-- TASK INPUT follows --

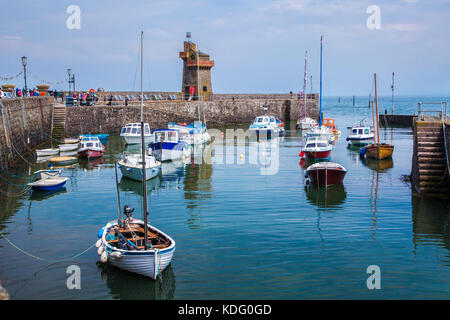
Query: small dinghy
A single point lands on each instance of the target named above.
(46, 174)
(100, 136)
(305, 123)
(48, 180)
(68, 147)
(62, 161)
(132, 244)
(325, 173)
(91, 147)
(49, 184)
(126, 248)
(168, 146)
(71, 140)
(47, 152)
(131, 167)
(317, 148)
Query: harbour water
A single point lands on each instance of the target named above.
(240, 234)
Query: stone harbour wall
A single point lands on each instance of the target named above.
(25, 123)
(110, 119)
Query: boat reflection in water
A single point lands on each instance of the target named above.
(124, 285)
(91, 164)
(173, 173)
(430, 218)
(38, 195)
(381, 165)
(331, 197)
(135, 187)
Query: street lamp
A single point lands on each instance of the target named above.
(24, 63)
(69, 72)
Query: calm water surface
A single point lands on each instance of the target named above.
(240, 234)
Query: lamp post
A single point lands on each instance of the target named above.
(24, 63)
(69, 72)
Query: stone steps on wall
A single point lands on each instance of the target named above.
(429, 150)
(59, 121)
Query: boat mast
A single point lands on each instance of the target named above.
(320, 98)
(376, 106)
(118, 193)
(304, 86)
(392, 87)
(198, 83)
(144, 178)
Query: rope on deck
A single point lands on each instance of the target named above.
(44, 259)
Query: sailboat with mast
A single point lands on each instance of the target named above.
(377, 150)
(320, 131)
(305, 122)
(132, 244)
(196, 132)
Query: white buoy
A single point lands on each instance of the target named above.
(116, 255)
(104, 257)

-- TASK INPUT concluded --
-- TASK INPUT follows --

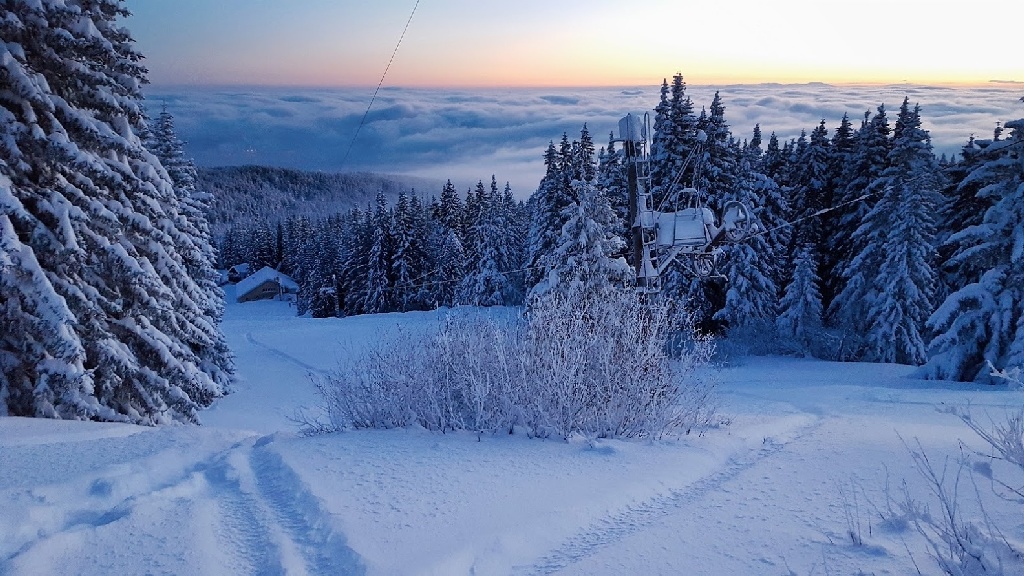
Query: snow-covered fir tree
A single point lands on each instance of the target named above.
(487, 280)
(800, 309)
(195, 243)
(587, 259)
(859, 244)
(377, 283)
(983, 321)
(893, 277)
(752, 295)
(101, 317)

-- TASK INPUT concluded --

[WHAT IS EXPECTED]
Going through the records above, count the lines that include the word "water". Give the number alone.

[TASK RESULT]
3